++++ Records provided

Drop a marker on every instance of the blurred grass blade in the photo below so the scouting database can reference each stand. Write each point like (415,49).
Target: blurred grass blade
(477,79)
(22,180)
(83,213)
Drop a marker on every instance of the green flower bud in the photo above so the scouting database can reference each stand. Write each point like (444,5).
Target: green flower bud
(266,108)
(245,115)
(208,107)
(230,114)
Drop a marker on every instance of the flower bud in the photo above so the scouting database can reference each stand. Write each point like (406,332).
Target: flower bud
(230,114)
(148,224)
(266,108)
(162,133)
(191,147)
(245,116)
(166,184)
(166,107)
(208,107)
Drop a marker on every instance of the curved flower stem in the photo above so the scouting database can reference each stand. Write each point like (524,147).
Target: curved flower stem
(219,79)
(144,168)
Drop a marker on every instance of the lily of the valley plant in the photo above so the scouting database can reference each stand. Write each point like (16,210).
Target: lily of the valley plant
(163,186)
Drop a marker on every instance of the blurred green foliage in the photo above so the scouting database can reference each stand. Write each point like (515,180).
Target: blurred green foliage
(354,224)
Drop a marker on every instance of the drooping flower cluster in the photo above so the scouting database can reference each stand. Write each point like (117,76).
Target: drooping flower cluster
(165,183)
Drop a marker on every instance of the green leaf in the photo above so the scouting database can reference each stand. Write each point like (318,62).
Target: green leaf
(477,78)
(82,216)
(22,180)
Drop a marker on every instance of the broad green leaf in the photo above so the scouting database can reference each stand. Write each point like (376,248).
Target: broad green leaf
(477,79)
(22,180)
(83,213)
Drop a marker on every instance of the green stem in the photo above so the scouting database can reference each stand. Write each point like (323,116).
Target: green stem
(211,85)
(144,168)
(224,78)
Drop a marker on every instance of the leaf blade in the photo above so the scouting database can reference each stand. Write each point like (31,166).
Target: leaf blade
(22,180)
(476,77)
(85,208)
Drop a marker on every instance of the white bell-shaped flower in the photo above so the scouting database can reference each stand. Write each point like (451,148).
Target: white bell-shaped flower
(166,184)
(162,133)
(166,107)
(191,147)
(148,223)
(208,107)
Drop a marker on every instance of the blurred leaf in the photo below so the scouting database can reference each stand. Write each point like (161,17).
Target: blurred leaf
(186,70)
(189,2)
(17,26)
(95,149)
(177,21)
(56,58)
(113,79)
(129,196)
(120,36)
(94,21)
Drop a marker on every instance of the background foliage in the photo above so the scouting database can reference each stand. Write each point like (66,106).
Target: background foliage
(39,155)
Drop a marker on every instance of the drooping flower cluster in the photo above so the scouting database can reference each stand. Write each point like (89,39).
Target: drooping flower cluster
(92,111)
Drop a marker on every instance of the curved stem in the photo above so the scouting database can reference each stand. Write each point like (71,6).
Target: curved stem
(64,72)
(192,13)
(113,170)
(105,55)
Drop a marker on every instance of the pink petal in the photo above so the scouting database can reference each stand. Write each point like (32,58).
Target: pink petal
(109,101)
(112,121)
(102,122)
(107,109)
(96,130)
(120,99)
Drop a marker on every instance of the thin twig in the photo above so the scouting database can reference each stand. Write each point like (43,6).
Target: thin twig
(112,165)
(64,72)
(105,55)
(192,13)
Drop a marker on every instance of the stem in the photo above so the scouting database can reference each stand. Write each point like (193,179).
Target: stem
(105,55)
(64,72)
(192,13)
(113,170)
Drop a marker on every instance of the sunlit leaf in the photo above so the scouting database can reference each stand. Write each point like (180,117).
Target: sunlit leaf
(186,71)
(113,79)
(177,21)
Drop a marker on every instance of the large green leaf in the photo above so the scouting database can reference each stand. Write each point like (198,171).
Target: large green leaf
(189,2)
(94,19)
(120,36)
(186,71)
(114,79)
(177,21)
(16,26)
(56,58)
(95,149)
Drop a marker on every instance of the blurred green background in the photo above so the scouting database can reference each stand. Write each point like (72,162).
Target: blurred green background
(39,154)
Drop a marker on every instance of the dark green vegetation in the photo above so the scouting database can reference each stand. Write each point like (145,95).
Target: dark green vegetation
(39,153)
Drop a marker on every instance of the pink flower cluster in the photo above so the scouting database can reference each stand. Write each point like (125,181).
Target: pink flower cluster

++++++++

- [Given request]:
Render every line of the records above as a Markdown table with the columns Number and Line. Number the rows in order and leave out blank lines.

- [Complete answer]:
| Number | Line |
|---|---|
| 1 | Drop a marker on every instance of the blurred grass blade in the photo below so the scouting database can reference each stand. Write each point like (415,49). |
| 2 | Target: blurred grass blade |
| 3 | (477,79) |
| 4 | (22,180) |
| 5 | (83,213) |
| 6 | Drop a marker on every instance of the green flower bud in the photo above so the scouting database can reference each stand. Write each point like (444,5). |
| 7 | Target: green flower bud |
| 8 | (266,108) |
| 9 | (245,115) |
| 10 | (208,107) |
| 11 | (230,114) |
| 12 | Drop a marker on every instance of the flower bud in the photo above so the scouting database can reference each stand. Write each point like (406,332). |
| 13 | Target: flower bud |
| 14 | (230,114) |
| 15 | (148,224) |
| 16 | (266,108) |
| 17 | (162,133) |
| 18 | (191,147) |
| 19 | (245,116) |
| 20 | (166,184) |
| 21 | (166,107) |
| 22 | (208,107) |
| 23 | Drop a marker on every instance of the curved flower stem in the photo above so the scouting database can reference each stand. Write each point like (524,147). |
| 24 | Target: curved flower stem |
| 25 | (219,79) |
| 26 | (144,168) |
| 27 | Drop a marker on every instance of the lily of the valley plant in the photo above so the scouting database can reference each stand. Write each point like (16,210). |
| 28 | Target: lily of the valley plant |
| 29 | (163,186) |
| 30 | Drop a marker on every instance of the blurred green foliage in the photo above so the scouting database can reference each stand. Write each point like (515,180). |
| 31 | Target: blurred green foliage |
| 32 | (354,224) |
| 33 | Drop a marker on every instance of the drooping flower cluster in the photo above so the scouting database can reference each stand. Write each point like (117,76). |
| 34 | Target: drooping flower cluster |
| 35 | (165,183) |
| 36 | Drop a marker on every instance of the green leaf in the photo above so the scouting database can reference each stand. Write each point like (318,62). |
| 37 | Target: green leaf |
| 38 | (477,78) |
| 39 | (82,216) |
| 40 | (22,180) |
| 41 | Drop a marker on every instance of the broad green leaf in the photo above so the scouting database can reference each stand. Write each point like (376,248). |
| 42 | Target: broad green leaf |
| 43 | (477,79) |
| 44 | (22,180) |
| 45 | (83,213) |
| 46 | Drop a marker on every instance of the green stem in the photo above so the scouting database can reference each stand. Write each point like (323,116). |
| 47 | Target: green stem |
| 48 | (211,85) |
| 49 | (144,168) |
| 50 | (224,78) |
| 51 | Drop a marker on every instance of the leaf blade in the photo above so the scouting database can reference each stand. Write each point like (31,166). |
| 52 | Target: leaf blade |
| 53 | (22,180) |
| 54 | (476,77) |
| 55 | (85,208) |
| 56 | Drop a marker on every instance of the white bell-shaped flower in the photo above so the scouting database can reference each stand. Write each point like (451,148). |
| 57 | Target: white bell-shaped flower |
| 58 | (166,184) |
| 59 | (162,133) |
| 60 | (166,107) |
| 61 | (191,147) |
| 62 | (148,223) |
| 63 | (208,107) |
| 64 | Drop a marker on every instance of the blurred leaf in the photo below so the scouting database can reference each stand. Write each point like (161,17). |
| 65 | Target: blurred leaf |
| 66 | (186,70) |
| 67 | (189,2) |
| 68 | (17,26) |
| 69 | (95,149) |
| 70 | (177,21) |
| 71 | (56,58) |
| 72 | (113,79) |
| 73 | (129,196) |
| 74 | (120,36) |
| 75 | (94,21) |
| 76 | Drop a marker on every instance of the background foliage in the photo above so the scouting database can reference each stand. Write each point like (66,106). |
| 77 | Target: background foliage |
| 78 | (39,155) |
| 79 | Drop a marker on every instance of the drooping flower cluster in the photo above so the scouting database can reference each stand. Write each point like (89,39). |
| 80 | Target: drooping flower cluster |
| 81 | (92,111) |
| 82 | Drop a marker on every instance of the curved stem in the photo above so the scouting database can reference each stand. Write each point like (71,6). |
| 83 | Target: curved stem |
| 84 | (64,72) |
| 85 | (192,13) |
| 86 | (113,170) |
| 87 | (105,55) |
| 88 | Drop a marker on every instance of the pink petal in the photo above so the scouting database can reference each stand. Write each point like (32,58). |
| 89 | Target: pink petal |
| 90 | (109,101) |
| 91 | (112,121) |
| 92 | (102,122) |
| 93 | (107,109) |
| 94 | (96,130) |
| 95 | (120,99) |
| 96 | Drop a marker on every instance of the thin twig in the photo above so the scouting database can reference each stand. Write each point like (43,6). |
| 97 | Target: thin twig |
| 98 | (112,165) |
| 99 | (64,72) |
| 100 | (105,55) |
| 101 | (192,13) |
| 102 | Drop a marker on every instance of the stem in the photo above so the scouting database can reference each stand. Write each point like (193,179). |
| 103 | Target: stem |
| 104 | (105,55) |
| 105 | (64,72) |
| 106 | (192,13) |
| 107 | (113,170) |
| 108 | Drop a marker on every instance of the sunlit leaf in the photo above so the scouting database can reference each stand. Write each point like (180,117). |
| 109 | Target: sunlit leaf |
| 110 | (186,71) |
| 111 | (113,79) |
| 112 | (177,21) |
| 113 | Drop a marker on every instance of the large green leaf in the photo above so the scouting database can reference each stand. Write each point like (198,171). |
| 114 | Target: large green leaf |
| 115 | (189,2) |
| 116 | (94,19) |
| 117 | (120,36) |
| 118 | (186,71) |
| 119 | (114,79) |
| 120 | (177,21) |
| 121 | (16,26) |
| 122 | (56,58) |
| 123 | (95,149) |
| 124 | Drop a marker on every instance of the blurred green background in the photo above so the scouting database can reference each stand. Write each point like (72,162). |
| 125 | Target: blurred green background |
| 126 | (39,154) |
| 127 | Drop a marker on every instance of the dark green vegetation in the photo above so the scouting database can reference each stand. Write each point like (145,95). |
| 128 | Target: dark green vegetation |
| 129 | (39,153) |
| 130 | Drop a marker on every instance of the pink flower cluster in the photo above so the scouting database can reference each stand. Write each point like (125,181). |
| 131 | Target: pink flower cluster |